**ABOUT THIS EXERCISE:** Every entry is to be written out word for word.

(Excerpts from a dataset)
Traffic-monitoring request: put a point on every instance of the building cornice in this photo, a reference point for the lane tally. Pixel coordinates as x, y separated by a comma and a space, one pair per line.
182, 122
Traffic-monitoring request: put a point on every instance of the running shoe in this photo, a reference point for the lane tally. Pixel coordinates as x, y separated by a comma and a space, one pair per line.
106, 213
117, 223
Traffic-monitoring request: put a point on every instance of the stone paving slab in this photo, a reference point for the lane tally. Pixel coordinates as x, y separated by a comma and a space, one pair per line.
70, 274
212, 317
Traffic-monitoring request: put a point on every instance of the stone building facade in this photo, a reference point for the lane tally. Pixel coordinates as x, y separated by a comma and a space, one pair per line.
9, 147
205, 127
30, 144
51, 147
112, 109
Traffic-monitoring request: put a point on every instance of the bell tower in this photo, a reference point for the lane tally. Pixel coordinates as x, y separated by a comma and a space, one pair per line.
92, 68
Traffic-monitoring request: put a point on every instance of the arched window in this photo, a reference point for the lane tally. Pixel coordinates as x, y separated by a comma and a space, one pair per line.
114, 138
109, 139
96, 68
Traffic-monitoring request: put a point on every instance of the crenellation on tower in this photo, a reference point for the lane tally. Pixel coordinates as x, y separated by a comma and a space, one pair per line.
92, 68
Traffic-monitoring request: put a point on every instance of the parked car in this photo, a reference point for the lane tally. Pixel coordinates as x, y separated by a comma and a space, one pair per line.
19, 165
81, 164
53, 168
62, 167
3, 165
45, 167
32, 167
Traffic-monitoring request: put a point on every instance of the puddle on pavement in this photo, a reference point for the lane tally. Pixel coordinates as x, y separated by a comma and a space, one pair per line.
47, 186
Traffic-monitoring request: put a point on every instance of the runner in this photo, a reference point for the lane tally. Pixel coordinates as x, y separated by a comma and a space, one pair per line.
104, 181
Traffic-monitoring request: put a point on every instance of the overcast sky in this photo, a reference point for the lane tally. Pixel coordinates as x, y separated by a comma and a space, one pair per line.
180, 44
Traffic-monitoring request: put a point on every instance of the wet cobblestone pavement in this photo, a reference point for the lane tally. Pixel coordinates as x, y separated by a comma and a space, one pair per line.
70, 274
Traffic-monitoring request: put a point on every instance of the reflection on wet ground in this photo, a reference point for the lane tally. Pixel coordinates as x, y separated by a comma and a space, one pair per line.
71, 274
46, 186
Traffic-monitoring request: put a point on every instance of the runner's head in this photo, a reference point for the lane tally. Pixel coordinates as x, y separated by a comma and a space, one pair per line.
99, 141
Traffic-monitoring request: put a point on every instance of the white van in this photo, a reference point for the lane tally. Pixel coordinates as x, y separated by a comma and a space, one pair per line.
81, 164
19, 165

**SOLUTION TO THE PROBLEM:**
Traffic-monitoring request: put a point on every instance of the building cornice in this photo, a reference point for the lane tally. Pixel coordinates as x, y separated by a comma and a space, one pair per line.
182, 122
Traffic-monitoring request: put a point on every instance of the running shoe in this photo, a reference point for the lane tally. Pixel coordinates as x, y separated by a comma and a space, one pair per line.
106, 213
117, 223
Traffic-monitoring request: put a point on every instance of the stone paving slab in this photo, a reference point for the lane tally. Pixel coordinates as x, y separated by a comma and a space, one pair per line.
70, 274
212, 317
Traffic-monitoring request: put a point on every instance of the stone building facade in this photo, a reference point for the lane tally. Pixel coordinates as x, y separated by a comma and a space, one pair per line.
9, 147
205, 127
30, 144
51, 147
112, 109
Traffic-monitoring request: put a point on every instance of the bell tower in this photo, a reference point for the lane tally. Pixel coordinates as x, y separated by a comma and a space, one pair per line.
92, 68
Traffic-monitoring request: put a point on every instance of the arched window in this photo, a reference point for the lane tally. Pixel coordinates as x, y separated by a comma and a space, one pair per line.
114, 138
109, 139
96, 68
Traffic-monitoring request: put a point on every instance of the crenellation on tower in this photo, a reference point for the lane tally. Pixel coordinates as x, y separated by a comma and a space, one pair per line.
92, 68
Traffic-monitoring request: put a point on every instance of the parked car in this photo, a reference point for the lane tally. Pixel coordinates as x, y separated by a comma and a space, one pair per line.
19, 165
81, 164
53, 168
62, 167
3, 165
45, 167
32, 167
Traffic-monitoring request: put a point on every instance of the puddle on pavement in this photo, a reference point for the lane tally. Pixel coordinates as x, y separated by a comma and a space, one pair per line.
47, 186
Traffic-monitoring request: put a point on every instance of the runner in this photo, a reference point for the lane tally. Pixel coordinates as x, y separated by a comma and a space, one pair per line.
104, 181
Traffic-monitoring request: put a point on every instance of the overcast sky in this photo, a reference point for the lane tally. Pixel coordinates as x, y separated by a comma and a space, one pair per line.
180, 44
Traffic-monitoring request: put a point on every instance of the wet cobblestone pavement in this photo, a reference point for the lane tally. Pixel coordinates as x, y separated by a comma and a space, one pair per line.
70, 274
Traffic-monitoring request: put a point on every instance of the reflection on wet ground in this photo, a reference point for the lane tally. Pixel coordinates as x, y separated by a comma and a space, one pair per line.
71, 274
46, 186
Traffic-monitoring request: put a point on every instance of the runner's head in this photo, a reference point for the lane tally. Pixel coordinates as x, y separated by a comma and a space, one pair per line.
99, 141
Traffic-monitoring request: put a point on every instance of the white van in this photo, a reference point for the lane tally. Pixel coordinates as x, y separated by a comma and a space, one pair per line.
81, 164
19, 165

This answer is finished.